--- EXTRACTED MATERIAL ---

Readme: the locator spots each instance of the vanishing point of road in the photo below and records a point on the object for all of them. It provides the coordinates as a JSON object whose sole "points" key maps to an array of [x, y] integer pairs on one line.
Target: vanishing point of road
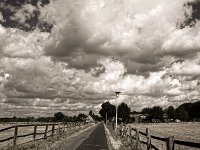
{"points": [[92, 139]]}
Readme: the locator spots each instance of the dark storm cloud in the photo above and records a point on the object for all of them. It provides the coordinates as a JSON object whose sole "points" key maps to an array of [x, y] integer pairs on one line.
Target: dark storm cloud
{"points": [[9, 8]]}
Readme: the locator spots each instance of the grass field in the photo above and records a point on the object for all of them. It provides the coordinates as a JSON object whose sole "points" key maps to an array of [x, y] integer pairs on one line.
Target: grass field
{"points": [[180, 131], [21, 131]]}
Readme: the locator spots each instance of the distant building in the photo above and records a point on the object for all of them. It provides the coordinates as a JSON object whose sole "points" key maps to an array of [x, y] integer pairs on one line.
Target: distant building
{"points": [[138, 118], [89, 119]]}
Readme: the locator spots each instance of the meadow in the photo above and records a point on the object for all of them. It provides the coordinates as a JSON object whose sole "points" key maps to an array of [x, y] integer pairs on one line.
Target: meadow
{"points": [[21, 131], [181, 131]]}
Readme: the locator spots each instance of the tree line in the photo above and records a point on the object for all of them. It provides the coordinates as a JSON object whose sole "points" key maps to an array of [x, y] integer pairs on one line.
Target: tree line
{"points": [[58, 117], [184, 112]]}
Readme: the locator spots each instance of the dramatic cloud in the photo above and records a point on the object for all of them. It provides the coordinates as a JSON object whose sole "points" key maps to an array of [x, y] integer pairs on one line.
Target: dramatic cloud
{"points": [[72, 55]]}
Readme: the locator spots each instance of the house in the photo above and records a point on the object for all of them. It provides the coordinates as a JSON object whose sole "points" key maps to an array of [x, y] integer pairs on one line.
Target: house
{"points": [[138, 117], [89, 119]]}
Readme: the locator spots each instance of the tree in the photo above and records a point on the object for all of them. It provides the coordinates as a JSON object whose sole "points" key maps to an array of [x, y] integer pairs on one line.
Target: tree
{"points": [[107, 108], [123, 112], [81, 117], [181, 113], [91, 114], [157, 112], [194, 111], [59, 116], [146, 111], [170, 112]]}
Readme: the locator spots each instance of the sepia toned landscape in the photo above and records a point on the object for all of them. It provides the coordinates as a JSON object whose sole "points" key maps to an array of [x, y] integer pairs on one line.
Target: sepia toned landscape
{"points": [[100, 74]]}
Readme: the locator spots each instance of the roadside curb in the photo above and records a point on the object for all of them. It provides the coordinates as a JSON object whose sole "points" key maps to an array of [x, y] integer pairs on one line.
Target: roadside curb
{"points": [[110, 147]]}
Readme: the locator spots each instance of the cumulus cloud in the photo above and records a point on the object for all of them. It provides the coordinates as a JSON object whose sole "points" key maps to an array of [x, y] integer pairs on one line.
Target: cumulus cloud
{"points": [[147, 50]]}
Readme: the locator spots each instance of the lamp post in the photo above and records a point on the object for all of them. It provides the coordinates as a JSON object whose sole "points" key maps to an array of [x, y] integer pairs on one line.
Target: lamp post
{"points": [[117, 95]]}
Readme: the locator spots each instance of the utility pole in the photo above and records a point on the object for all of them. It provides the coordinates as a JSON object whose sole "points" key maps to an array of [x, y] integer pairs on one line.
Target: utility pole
{"points": [[117, 95]]}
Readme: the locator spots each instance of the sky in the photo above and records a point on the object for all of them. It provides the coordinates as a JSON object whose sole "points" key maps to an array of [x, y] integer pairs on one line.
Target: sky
{"points": [[73, 55]]}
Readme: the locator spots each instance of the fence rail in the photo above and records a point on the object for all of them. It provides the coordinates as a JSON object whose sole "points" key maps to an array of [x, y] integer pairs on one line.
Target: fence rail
{"points": [[126, 132], [61, 128]]}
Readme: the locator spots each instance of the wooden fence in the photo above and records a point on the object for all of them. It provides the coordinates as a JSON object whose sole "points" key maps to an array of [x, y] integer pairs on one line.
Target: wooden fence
{"points": [[131, 134], [60, 129]]}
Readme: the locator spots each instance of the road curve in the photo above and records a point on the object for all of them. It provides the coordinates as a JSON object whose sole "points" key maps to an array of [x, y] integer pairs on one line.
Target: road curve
{"points": [[92, 139]]}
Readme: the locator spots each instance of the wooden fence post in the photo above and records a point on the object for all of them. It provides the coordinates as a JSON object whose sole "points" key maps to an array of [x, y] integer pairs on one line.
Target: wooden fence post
{"points": [[170, 143], [45, 132], [59, 128], [53, 127], [15, 136], [148, 139], [63, 126], [137, 138], [34, 132], [130, 137]]}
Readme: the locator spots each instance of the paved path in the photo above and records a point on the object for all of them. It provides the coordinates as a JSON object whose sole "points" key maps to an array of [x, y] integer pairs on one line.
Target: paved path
{"points": [[92, 139]]}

---

[WHAT YOU NEED TO DO]
What is needed is an exact output of the records above, with every picture left out.

[RESULT BELOW]
Readme: the locator spots each instance of the vanishing point of road in the photo below and records a point on the object for all of them. It provides the coordinates as a JSON object whose sole "points" key maps to an array of [x, y] integer pairs on one line.
Target: vanishing point of road
{"points": [[92, 139]]}
Readme: the locator spots each instance of the dark storm cloud in the photo above and records a point on the object for all of them. It provides the coordinates as a JSON object whose sole "points" key maps to an array of [x, y] integer pairs on one line.
Target: dark storm cloud
{"points": [[9, 8]]}
Readme: the locator spots each instance of the grass field in the photo above and records a point on the object for all of them. It provides the coordinates as a JSON object whose sole "points" key maps to an array of [x, y] integer pairs on one line.
Target: grass field
{"points": [[180, 131], [21, 131]]}
Readme: the locator spots each instance of the distant building in the photo above and records a point on the object for all of them. It provides the coordinates as a JSON object whose sole "points" key maps to an array of [x, y] integer pairs on one line.
Target: distant building
{"points": [[138, 118], [89, 119]]}
Readme: the locator spots each instance of the meadow in the photo above and records a point on the object for all of them. It provides the coordinates as a JSON object whose sole "points" key maps to an array of [x, y] integer pairs on one line.
Target: meadow
{"points": [[21, 131], [181, 131]]}
Readme: the locator spots each instance of the tree line in the photo above and records a point on the object for all of them. It provides the coordinates as a JSON object whose sole "points" key maps to an array of [x, y] integer pairs on one line.
Target: tree line
{"points": [[58, 117], [184, 112]]}
Readme: the locator spots each instance of the dramatic cloud in the photo above and records a point on the object for all of them. It provides the coordinates as a JSON object whose sole "points" key maps to an array of [x, y] integer pairs on one line.
Target: dramatic cloud
{"points": [[72, 55]]}
Readme: the locator spots each instance of the house in the photo above and records a point on the object for all of them. It provides the coordinates as a JSON object whose sole "points" key maps to an array of [x, y] integer pairs on one line.
Target: house
{"points": [[138, 117], [89, 119]]}
Readme: the locator spots each instance of the tree in the photo above and records a point on the object for all of them. It provides the coordinates as a JSON object whose sole "points" key maps to an array of [x, y] integer pairs on one line.
Target: tree
{"points": [[107, 108], [123, 112], [81, 117], [181, 113], [91, 114], [157, 112], [194, 111], [59, 116], [146, 111], [170, 112]]}
Readme: the locator spots each instance of the sepia toned landscape in the photo above and records a point on the object for all of them. It provides the coordinates as a JSON object whose sole "points" key maps to an array of [x, y] integer pairs on one line.
Target: sepia toned landscape
{"points": [[100, 74]]}
Readme: the locator spots each instance of the roadside curb in the photo above and records a point on the object for all of them. It provides the coordinates as a JSON object whose sole "points" key maps to an array of [x, y] integer pairs on one line.
Target: roadside curb
{"points": [[110, 147]]}
Readme: the locator spots each instance of the cumulus cloud in the photo above and records a point on the object for all of them. It provides the coordinates as a JSON object whose sole "points" key maps to an array of [x, y] integer pairs on one line.
Target: cumulus cloud
{"points": [[147, 50]]}
Readme: the locator spots each instance of the lamp post in the photo above and records a point on the object for all of them. It provides the coordinates as a JSON object whose sole "points" key maps to an array of [x, y] integer pairs on one line.
Target: lamp post
{"points": [[117, 95]]}
Readme: the locator spots each instance of the utility pole in the photo above and records a point on the object for all of them. It provides the coordinates as a JSON object whose sole "points" key maps to an array of [x, y] integer pairs on one line.
Target: utility pole
{"points": [[117, 95]]}
Readme: the locator spots each instance of the sky in the photo above and records a point on the object for all of them. It provides the coordinates as a JSON object whose sole "points" key maps to an array of [x, y] integer pairs on one line.
Target: sky
{"points": [[73, 55]]}
Readme: the locator spots each instance of the fence rail in the photo above and records a point on the object for all of them. It provides the coordinates as a JSON object whose sole "points" key maps to an array of [x, y] integer pairs on one line.
Target: fence rail
{"points": [[126, 132], [61, 128]]}
Readme: the locator spots each instance of the wooden fence in the photo above and records a point on the object for all of them. It provides the coordinates as a JSON object whose sole "points" key maps to an array of [x, y] integer pairs on one line.
Target: wooden fence
{"points": [[131, 134], [60, 129]]}
Readme: the locator spots each instance of the road curve in the photo above and records a point on the object for all of them. It provides the coordinates as a JSON object whose sole "points" key maps to an array of [x, y] integer pairs on one line.
Target: road curve
{"points": [[92, 139]]}
Readme: the locator spots each instance of the wooden fence post in the photo above and records a point on the object for all of them. It provides the coordinates as a JSON object whose sole "points" key maps to an array of [x, y] integer pairs on one line.
Target: wooden fence post
{"points": [[170, 143], [45, 132], [59, 128], [53, 127], [15, 136], [148, 139], [63, 126], [137, 138], [34, 132], [130, 137]]}
Readme: the locator spots each instance of the paved path in the photo above and records a point on the object for all of them. It provides the coordinates as a JSON object whose sole "points" key maps to an array of [x, y] integer pairs on one line.
Target: paved path
{"points": [[92, 139]]}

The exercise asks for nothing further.